--- Begin Quoted text ---

Exercise 10: tuning trees: cost-complexity parameter

There’s another tuning parameter to consider: cost_complexity! Like the LASSO \(\lambda\) penalty parameter penalizes the inclusion of more predictors, cost_complexity penalizes the introduction of new splits. When cost_complexity is 0, there’s no penalty – we can make a split even if it doesn’t improve our classification accuracy. But the bigger (more positive) the cost_complexity, the greater the penalty – we can only make a split if the complexity it adds to the tree is offset by its improvement to the classification accuracy.

  1. Let’s explore the goldilocks problem here. When cost_complexity is too small (i.e. the tree is too big):
    • the classification regions are very ____
    • the model is (overfit or underfit?)
    • the model will have _____ bias and ____ variance
  2. When cost_complexity is too big (i.e. the tree is too small):
    • the classification regions are very ____
    • the model is (overfit or underfit?)
    • the model will have _____ bias and ____ variance
Solution:
  1. When cost_complexity is too small (i.e. the tree is too big):
    • the classification regions are very small / flexible
    • the model is overfit
    • the model will have low bias and high variance
  2. When cost_complexity is too big (i.e. the tree is too small):
    • the classification regions are very big / rigid
    • the model is underfit
    • the model will have high bias and low variance

OPTIONAL: cost complexity details

Define some notation:

  • Greek letter \(\alpha\) (“alpha”) = cost complexity parameter
  • T = number of terminal or leaf nodes in the tree
  • R(T) = total misclassification rate corresponding to the tree with T leaf nodes

Then our final tree is that which minimizes the combined misclassification rate and penalized number of nodes:

R(T) + \(\alpha\) T

Exercise 11: tree properties

NOTE: If you don’t get to this during class, no big deal. These ideas will also be in our next video!

--- End Quoted text ---
--- Begin Data ---

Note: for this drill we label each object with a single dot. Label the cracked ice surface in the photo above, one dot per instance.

--- End Data ---

Written instruction A: Reproduce verbatim the portion of the passage on tuning trees between "Then our final" and "our next video!", inclusive.
Written instruction B: Resume the passage on tuning trees, picking up after its final sentence.
The material bears no relation to the passage on tuning trees.

Exercise result A:
Then our final tree is that which minimizes the combined misclassification rate and penalized number of nodes:

R(T) + \(\alpha\) T

Exercise 11: tree properties

NOTE: If you don’t get to this during class, no big deal. These ideas will also be in our next video!

Exercise result B:
  1. We called the KNN algorithm lazy since we have to re-build the algorithm every time we want to make a new prediction / classification. Are classification trees lazy?

  2. We called the backward stepwise algorithm greedy – it makes the best (local) decision in each step, but these might not end up being globally optimal. Mainly, once we kick out a predictor, we can’t bring it back in even if it would be useful later. Explain why classification trees are greedy.

  3. In the KNN algorithm, it’s important to standardize our quantitative predictors to the same scale. Is this necessary for classification trees?

Solution:
  1. No. Once we finalize the tree, we can use it for all future classifications.
  2. The splits are sequential. We can’t undo our first splits even if they don’t end up being optimal later.
  3. Nope.